Dataset items

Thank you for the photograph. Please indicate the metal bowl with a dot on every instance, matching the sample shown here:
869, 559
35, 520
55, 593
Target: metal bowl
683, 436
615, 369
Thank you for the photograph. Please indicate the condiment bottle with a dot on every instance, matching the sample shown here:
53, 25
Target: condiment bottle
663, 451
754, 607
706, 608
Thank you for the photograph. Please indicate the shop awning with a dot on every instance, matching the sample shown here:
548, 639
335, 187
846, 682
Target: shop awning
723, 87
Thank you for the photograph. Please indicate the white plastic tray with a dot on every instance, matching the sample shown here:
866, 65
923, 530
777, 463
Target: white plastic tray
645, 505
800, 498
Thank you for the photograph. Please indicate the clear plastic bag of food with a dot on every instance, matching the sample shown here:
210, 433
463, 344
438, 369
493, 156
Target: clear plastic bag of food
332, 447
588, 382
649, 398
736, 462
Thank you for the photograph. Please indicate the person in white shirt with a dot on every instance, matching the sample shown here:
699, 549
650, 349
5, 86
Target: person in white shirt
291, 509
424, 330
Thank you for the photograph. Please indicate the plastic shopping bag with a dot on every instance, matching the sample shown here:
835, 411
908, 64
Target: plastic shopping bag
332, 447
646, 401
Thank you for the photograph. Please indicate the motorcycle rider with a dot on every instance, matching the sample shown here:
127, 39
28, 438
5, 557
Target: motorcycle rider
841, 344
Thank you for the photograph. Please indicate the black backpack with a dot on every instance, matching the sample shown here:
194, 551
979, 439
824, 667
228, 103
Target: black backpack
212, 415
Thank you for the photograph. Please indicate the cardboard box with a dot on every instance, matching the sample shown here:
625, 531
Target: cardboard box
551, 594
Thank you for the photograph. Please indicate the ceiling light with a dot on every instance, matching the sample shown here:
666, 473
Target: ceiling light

* * *

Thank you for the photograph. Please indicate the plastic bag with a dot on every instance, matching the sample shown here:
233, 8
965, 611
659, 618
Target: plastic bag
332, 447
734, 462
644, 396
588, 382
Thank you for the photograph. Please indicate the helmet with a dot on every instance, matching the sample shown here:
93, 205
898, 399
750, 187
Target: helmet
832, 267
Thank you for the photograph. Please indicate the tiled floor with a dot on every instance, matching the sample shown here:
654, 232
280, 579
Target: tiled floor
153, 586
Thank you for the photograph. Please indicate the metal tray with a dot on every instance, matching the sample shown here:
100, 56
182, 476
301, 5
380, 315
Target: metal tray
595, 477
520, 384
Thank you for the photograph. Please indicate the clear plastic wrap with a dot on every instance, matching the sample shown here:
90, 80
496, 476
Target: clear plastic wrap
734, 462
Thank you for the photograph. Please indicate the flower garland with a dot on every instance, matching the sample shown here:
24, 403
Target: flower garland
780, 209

==

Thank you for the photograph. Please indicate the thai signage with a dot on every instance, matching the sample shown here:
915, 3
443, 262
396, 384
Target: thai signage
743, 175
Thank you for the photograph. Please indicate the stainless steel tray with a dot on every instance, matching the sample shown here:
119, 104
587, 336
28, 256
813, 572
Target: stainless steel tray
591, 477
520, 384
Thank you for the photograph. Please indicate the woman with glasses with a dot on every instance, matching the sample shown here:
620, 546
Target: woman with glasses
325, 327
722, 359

■ Given instruction
Which lines in the listing above contain the word "glasses"? Select each one and copy it out in full.

■ Output for this task
Thank you for the photograph. Please indicate the woman with glasses with a dot on every instance, matching the sample shown here:
Target: woman with glasses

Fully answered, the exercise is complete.